* _Source text_:
In fact, we can probably go all the way up to, you know, sort of, one nanosecond on
a, on a one gigahertz machine before we spill over into the next clock cycle.
So you can sort of think it, think about that.
So, first thing is, actually, small and simple caches could be good.
Every one thinks capacity, capacity, capacity but, in your sort of processor
core, if you can reduce the hit time, that's a good thing.
So, just to give you some idea here, as you, as you scale back, you can have, to
the smaller caches the, time it takes to access the cache goes down.
So the next, next thing we do is we try to reduce.
The miss rate. And there's a couple different ways to do
that. These are just sort of some basic
optimizations in the cache lectures. Later in class we're gonna go through at
lot more optimizations for caches. But one thing you do is think about
looking at the block size. So the examples I've been giving, we're
talking about 64, byte block size. But you could think about having either a
smaller block size or a larger block size. And in fact this, this happens.
People, the, this, this graph here, you know, 64 looks like, sort of the lowest
misrates is a good spot. But this is really dependent in your
applications space. So if you have applications which just
sorta stream through memory, you probably want a bigger block size.
If you have more random patterns, you're not getting any reuse.
It might make sense to even have a smaller block size.
So, this, this data is from your textbook actually.
This is plotting [inaudible]. Rates with different cache sizes.
So each of these lines here is a different size cache.
So you can see four kilobyte cache, sixteen kilobyte cache, 64 kilobyte cache,
an 256 kilobyte caches. And you can plot those, those two things
against each other and see where the, the sort of sweet spot in this curve is.
We're trying to minimize the miss rate, so how often we actually take that cache
miss. Okay.
So there's some, there's some positive things here about having different having
larger cash sizes. Let's talk about that.
S if we have a, excuse me. Larger box sizes.
If we have a larger box size we need less tag overhead.
So we talked about that already in the tag look up slide.
The, you can, if you have longer block sizes you can think about having uhh.
More burst transfers from your D ram. So in D ram, typically they like to give
you sort of large chunks of data at a time and not little chunks of data.
Cause there's a overhead cost in firing up the D ram, and there's what's called the
call address strobe, and the row address strobe and rasser cast time.
And you do that for memory every other memory access.
So if you can sort of pull in larger chunks of memory at a time, you only have
to do that once for the large amount of data you bring in.
So that pushes you to actually want to have larger block sizes.
And, you could even think about having similar ideas here for, sort of, on-chip
buses if you have larger block sizes, you'll probably be using that on-chip bus
more effectively, coz, there is some overheads and some turnarounds, usually,
for arbitrations for buses. Okay, so on the right side we have the
downsides of larger block sizes. If you have larger block size, you might
be pulling in data you are not using. So if I have a 256 byte block, cash block
versus 64 byte block. We're gonna be pulling in four times as
much data. And if we're only trying to access let's
say one byte in a data, we just wasted a lot of main memory bandwidth to hold that
byte in. So, we need to be cognizant of that.

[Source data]
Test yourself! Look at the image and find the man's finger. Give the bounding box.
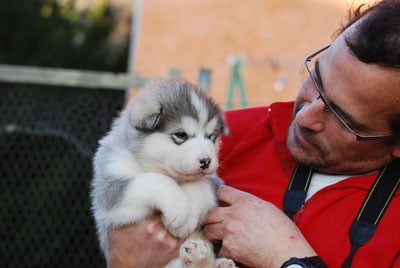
[203,223,224,241]
[217,185,245,205]
[203,207,226,224]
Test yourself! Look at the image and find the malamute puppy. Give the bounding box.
[91,80,235,267]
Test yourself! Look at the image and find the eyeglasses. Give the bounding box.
[304,45,393,141]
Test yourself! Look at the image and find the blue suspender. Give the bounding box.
[283,160,400,268]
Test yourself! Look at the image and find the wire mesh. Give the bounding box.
[0,83,124,268]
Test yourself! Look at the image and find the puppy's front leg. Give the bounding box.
[108,172,190,238]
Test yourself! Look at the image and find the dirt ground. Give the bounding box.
[135,0,374,108]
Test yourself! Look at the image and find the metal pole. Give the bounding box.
[126,0,143,98]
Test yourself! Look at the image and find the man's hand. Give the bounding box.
[107,216,182,268]
[204,186,317,267]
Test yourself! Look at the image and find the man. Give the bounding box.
[109,0,400,267]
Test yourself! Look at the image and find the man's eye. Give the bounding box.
[206,133,217,142]
[171,132,189,145]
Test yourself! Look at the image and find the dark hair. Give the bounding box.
[339,0,400,69]
[338,0,400,143]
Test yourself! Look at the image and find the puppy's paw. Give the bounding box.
[215,258,237,268]
[179,239,214,267]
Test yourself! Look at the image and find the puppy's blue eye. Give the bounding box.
[171,132,189,145]
[206,133,217,142]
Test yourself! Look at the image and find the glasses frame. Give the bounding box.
[304,45,394,141]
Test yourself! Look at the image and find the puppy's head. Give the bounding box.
[128,80,229,180]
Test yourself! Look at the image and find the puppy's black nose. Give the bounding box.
[199,157,211,169]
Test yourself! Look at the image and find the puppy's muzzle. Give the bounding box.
[199,157,211,170]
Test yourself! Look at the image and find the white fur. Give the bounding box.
[91,80,234,267]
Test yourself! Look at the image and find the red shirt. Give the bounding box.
[218,102,400,268]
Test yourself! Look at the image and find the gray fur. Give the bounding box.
[102,179,131,210]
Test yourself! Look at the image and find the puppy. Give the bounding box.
[91,80,236,267]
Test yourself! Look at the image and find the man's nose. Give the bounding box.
[295,98,325,132]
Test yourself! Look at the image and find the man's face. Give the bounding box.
[287,26,400,174]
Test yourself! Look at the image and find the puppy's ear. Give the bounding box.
[220,116,231,137]
[128,92,163,132]
[134,106,163,131]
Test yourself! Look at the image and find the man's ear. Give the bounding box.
[134,106,163,131]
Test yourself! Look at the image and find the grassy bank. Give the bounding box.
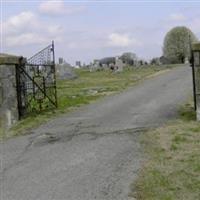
[131,104,200,200]
[0,66,174,138]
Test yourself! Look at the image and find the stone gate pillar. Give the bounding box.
[192,43,200,121]
[0,54,20,130]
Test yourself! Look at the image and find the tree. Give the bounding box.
[163,26,198,63]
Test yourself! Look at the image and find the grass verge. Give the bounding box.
[130,104,200,200]
[0,66,175,138]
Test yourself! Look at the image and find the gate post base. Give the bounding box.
[0,54,20,133]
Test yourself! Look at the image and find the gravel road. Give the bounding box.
[0,66,192,200]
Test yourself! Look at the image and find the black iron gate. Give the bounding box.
[16,42,57,118]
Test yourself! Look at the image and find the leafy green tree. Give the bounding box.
[163,26,198,63]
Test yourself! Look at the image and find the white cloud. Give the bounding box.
[169,13,187,21]
[108,33,141,47]
[3,11,38,34]
[2,11,63,47]
[39,0,85,15]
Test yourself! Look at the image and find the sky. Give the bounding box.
[0,0,200,64]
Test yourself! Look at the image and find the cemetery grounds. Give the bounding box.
[0,65,173,139]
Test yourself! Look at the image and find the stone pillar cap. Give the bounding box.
[0,53,25,65]
[192,42,200,51]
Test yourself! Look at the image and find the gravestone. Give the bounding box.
[56,63,78,80]
[115,57,124,72]
[192,43,200,121]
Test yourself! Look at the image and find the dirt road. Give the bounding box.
[1,67,192,200]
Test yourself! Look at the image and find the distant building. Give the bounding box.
[58,57,64,65]
[75,61,81,68]
[160,56,171,65]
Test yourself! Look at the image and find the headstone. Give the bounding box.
[115,57,124,72]
[56,63,78,80]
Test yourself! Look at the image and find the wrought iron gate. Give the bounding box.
[16,42,57,118]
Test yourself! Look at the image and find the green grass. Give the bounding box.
[130,104,200,200]
[0,66,174,138]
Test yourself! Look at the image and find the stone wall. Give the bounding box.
[0,54,20,129]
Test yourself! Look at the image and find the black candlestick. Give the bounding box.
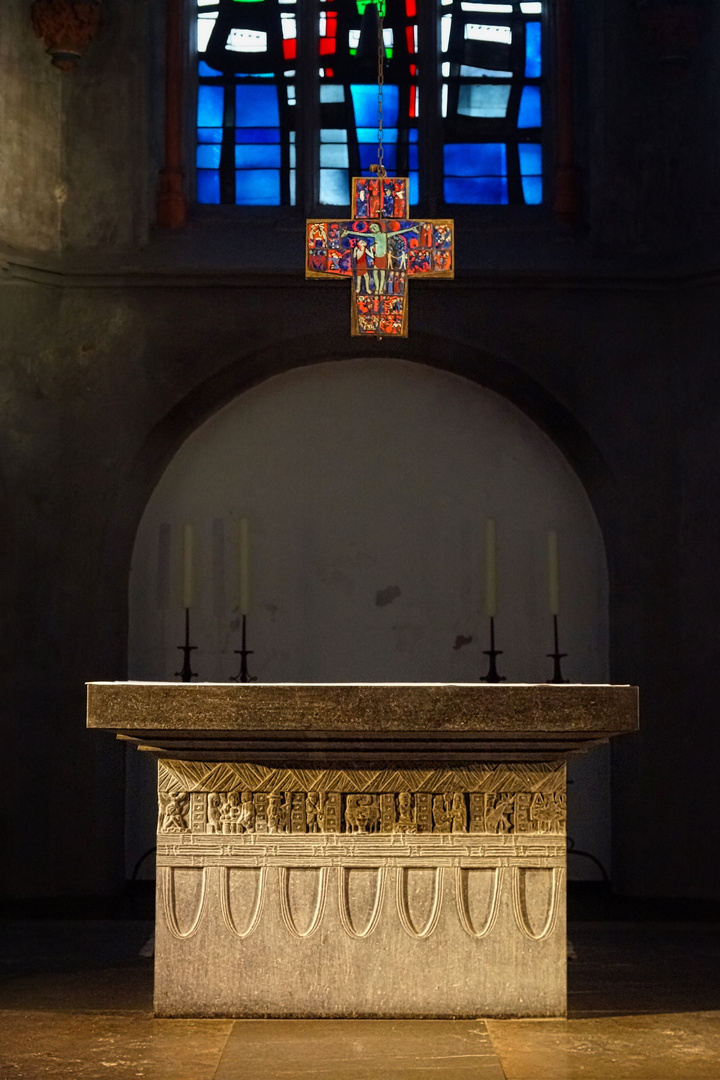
[175,608,198,683]
[480,616,505,683]
[230,615,257,683]
[546,615,568,683]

* _What you will do_:
1. List every cache size that the cache lecture transcript gives for the lines in the plotted graph.
2. Revise the cache lecture transcript passage starting at "We're trying to" and ending at "about having uhh.", replacing "minimize" with "reduce".
The material has no connection to the cache lecture transcript.

* _Written answers_:
1.
- four kilobyte
- sixteen kilobyte
- 64 kilobyte
- 256 kilobyte

2.
We're trying to reduce the miss rate, so how often we actually take that cache
miss. Okay.
So there's some, there's some positive things here about having different having
larger cash sizes. Let's talk about that.
S if we have a, excuse me. Larger box sizes.
If we have a larger box size we need less tag overhead.
So we talked about that already in the tag look up slide.
The, you can, if you have longer block sizes you can think about having uhh.